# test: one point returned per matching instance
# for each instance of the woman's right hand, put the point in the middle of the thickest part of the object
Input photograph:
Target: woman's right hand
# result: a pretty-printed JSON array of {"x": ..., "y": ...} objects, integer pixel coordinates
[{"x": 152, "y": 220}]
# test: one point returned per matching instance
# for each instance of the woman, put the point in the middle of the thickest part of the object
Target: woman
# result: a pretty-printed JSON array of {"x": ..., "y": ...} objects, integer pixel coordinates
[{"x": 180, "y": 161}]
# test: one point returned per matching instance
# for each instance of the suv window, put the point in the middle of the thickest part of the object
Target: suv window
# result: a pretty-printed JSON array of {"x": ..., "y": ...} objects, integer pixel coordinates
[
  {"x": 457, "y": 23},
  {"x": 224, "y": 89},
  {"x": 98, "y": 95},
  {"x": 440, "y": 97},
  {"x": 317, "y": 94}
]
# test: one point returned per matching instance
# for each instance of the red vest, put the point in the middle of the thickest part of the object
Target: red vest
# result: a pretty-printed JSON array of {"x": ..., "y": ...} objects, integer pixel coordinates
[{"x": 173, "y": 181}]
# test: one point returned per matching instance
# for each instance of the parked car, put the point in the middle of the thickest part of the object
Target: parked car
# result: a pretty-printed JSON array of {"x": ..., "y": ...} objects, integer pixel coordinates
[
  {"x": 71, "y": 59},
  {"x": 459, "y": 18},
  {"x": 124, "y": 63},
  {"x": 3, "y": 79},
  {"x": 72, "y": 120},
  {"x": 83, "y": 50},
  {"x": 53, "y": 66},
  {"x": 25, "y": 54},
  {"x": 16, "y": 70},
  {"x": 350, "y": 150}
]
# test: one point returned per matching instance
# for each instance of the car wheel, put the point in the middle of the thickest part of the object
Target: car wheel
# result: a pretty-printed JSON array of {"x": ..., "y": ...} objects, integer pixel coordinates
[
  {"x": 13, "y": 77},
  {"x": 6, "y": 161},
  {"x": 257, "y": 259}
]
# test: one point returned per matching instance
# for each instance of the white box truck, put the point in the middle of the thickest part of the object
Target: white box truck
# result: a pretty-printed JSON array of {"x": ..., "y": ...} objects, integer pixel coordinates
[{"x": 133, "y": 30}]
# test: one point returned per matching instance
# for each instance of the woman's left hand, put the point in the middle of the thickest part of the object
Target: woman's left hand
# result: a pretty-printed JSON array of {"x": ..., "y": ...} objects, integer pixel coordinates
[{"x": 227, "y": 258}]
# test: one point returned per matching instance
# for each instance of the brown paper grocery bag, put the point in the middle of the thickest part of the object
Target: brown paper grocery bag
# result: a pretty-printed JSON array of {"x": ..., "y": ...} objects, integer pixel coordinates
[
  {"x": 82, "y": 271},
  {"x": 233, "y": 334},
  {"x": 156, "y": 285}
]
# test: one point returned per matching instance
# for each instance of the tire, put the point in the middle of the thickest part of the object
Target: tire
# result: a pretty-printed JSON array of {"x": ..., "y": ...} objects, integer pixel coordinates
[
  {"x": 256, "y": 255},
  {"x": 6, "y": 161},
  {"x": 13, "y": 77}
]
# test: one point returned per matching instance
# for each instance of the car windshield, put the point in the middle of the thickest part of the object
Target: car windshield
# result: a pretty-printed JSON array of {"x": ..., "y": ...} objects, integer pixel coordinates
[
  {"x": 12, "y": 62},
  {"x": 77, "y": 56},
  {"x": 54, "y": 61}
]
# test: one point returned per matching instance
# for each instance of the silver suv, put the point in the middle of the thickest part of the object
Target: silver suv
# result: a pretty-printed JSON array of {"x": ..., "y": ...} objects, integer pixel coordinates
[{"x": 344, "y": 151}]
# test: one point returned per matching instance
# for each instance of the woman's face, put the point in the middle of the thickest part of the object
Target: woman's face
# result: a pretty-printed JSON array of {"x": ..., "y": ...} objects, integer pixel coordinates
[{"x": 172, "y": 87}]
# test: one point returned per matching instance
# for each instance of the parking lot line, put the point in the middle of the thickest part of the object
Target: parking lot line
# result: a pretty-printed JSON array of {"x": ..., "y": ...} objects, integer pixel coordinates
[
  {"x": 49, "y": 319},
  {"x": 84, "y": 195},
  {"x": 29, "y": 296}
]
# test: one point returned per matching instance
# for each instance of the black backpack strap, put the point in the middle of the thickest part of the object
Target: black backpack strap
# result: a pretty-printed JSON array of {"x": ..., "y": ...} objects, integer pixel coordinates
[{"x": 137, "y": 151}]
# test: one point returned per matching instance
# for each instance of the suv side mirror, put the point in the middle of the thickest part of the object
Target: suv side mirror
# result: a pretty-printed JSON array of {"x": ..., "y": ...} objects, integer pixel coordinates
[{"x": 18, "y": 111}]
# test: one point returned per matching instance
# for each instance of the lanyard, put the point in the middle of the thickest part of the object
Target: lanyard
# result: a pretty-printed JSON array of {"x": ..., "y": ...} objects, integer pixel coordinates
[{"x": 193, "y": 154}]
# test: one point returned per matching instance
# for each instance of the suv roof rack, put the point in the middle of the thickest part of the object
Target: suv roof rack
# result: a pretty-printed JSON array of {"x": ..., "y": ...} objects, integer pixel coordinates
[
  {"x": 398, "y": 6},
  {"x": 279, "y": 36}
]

Task instructions:
The lines above from the one containing "# for each instance of the red" through the one containing "Target: car wheel" are to be set down exactly, and no others.

Written response:
# for each instance of the red vest, put the point in the middle of the thickest part of the object
Target: red vest
# result: a pretty-printed JSON array of {"x": ..., "y": ...} objects, integer pixel coordinates
[{"x": 173, "y": 181}]
# test: one point returned per matching instance
# for each instance of the parked car, put the point in the middle of the thickest part of the object
Target: parked car
# result: a pretty-printed JSON array of {"x": ..., "y": ...} objects, integer pixel coordinates
[
  {"x": 71, "y": 59},
  {"x": 459, "y": 18},
  {"x": 124, "y": 63},
  {"x": 3, "y": 79},
  {"x": 72, "y": 120},
  {"x": 83, "y": 50},
  {"x": 53, "y": 66},
  {"x": 25, "y": 54},
  {"x": 16, "y": 70},
  {"x": 350, "y": 150}
]
# test: one point returned per matching instance
# for each instance of the car wheel, put the point in the middle of the thickest part of the object
Target: car wheel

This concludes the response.